Answer these questions about the piece on iPhone profits below.
(a) Which company does the iPhone generate almost as much profit as?
(b) Which two products' gross profit margins were shown in the documents from the lawsuit with Samsung?
(c) What share of Apple's profits does the iPhone likely account for?

DOCUMENT EXTRACT:
╔══
Last month, I noted that the 5-year-old iPhone is already the most profitable product in the world. The iPhone, I estimated, is so profitable that it generates more profit than just about any other company on earth, not just product. The iPhone generates more profit than GE, for example (all of GE). It generates more profit than Microsoft. It generates more profit than Google and Walmart. It generates almost as much profit as Exxon-Mobil!Well, it turns out I was too conservative.
The iPhone is likely even more profitable than I thought!
In fact, new information suggests that the iPhone is so profitable that it is responsible for the vast majority of Apple’s profits.
Last week, in a lawsuit with Samsung, Apple was released documents that showed the relative gross profit margin for its iPhones and iPads.
This information allows us to estimate, to an extent never before possible, just how much profit Apple derives from the iPhone.
The bottom line?
The iPhone likely accounts for almost two-thirds of Apple’s profits.
╚══
MATERIAL SUPPLIED:
╔══
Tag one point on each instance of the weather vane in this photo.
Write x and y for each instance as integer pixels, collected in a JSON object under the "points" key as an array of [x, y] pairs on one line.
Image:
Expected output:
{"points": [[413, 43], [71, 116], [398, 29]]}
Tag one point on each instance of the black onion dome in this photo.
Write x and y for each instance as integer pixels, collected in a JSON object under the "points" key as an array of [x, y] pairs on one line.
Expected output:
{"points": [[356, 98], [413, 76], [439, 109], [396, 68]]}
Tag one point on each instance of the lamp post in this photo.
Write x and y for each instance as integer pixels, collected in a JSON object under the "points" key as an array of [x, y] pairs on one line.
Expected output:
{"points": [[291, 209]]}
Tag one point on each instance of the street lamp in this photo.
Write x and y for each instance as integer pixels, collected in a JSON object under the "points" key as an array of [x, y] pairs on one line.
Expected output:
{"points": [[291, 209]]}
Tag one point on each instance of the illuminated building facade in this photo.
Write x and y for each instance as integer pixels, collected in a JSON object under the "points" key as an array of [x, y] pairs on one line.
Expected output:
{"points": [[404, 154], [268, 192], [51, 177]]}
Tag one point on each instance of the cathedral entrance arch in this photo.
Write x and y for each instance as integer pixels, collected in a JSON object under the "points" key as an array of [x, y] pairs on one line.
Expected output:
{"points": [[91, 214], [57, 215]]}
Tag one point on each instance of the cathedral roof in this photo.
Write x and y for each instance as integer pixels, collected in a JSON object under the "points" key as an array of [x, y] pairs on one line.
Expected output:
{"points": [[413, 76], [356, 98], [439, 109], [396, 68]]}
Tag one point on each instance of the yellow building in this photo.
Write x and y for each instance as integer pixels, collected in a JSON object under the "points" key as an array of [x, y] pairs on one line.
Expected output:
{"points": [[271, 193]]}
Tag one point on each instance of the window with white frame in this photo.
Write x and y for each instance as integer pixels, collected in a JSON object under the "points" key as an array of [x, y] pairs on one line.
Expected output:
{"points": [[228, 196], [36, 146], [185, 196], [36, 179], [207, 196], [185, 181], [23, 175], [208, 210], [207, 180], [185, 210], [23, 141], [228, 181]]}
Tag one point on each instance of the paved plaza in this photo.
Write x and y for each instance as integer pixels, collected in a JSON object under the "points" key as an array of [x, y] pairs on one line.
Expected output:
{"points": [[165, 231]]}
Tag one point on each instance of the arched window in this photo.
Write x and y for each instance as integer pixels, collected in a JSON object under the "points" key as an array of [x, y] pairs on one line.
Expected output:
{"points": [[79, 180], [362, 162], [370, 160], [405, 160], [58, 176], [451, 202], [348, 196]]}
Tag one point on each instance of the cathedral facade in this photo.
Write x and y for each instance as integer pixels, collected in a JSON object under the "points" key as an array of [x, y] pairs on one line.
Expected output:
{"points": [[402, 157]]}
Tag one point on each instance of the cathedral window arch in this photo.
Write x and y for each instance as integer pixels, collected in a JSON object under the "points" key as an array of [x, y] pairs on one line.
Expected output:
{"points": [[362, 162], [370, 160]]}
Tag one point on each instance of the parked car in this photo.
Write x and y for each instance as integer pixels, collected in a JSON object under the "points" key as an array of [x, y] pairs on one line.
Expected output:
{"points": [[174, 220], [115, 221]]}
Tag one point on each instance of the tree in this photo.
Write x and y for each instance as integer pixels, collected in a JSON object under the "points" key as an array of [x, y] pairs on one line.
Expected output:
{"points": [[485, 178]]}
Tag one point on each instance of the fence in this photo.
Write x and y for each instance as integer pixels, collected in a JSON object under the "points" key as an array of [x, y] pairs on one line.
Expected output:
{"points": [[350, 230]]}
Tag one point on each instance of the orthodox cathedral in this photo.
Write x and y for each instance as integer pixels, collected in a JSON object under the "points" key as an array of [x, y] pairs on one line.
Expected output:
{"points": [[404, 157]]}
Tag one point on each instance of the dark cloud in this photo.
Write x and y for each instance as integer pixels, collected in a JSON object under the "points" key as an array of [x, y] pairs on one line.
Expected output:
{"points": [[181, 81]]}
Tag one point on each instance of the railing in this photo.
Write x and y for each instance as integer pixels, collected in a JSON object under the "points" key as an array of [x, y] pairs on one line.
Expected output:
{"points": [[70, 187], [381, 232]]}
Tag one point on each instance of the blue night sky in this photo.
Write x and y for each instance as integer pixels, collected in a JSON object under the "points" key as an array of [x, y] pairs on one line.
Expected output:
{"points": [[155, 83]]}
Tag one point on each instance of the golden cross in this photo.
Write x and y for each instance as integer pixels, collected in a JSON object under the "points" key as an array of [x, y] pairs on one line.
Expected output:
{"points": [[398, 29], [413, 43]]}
╚══
ANSWER:
(a) Exxon-Mobil.
(b) The iPhone and the iPad.
(c) Almost two-thirds.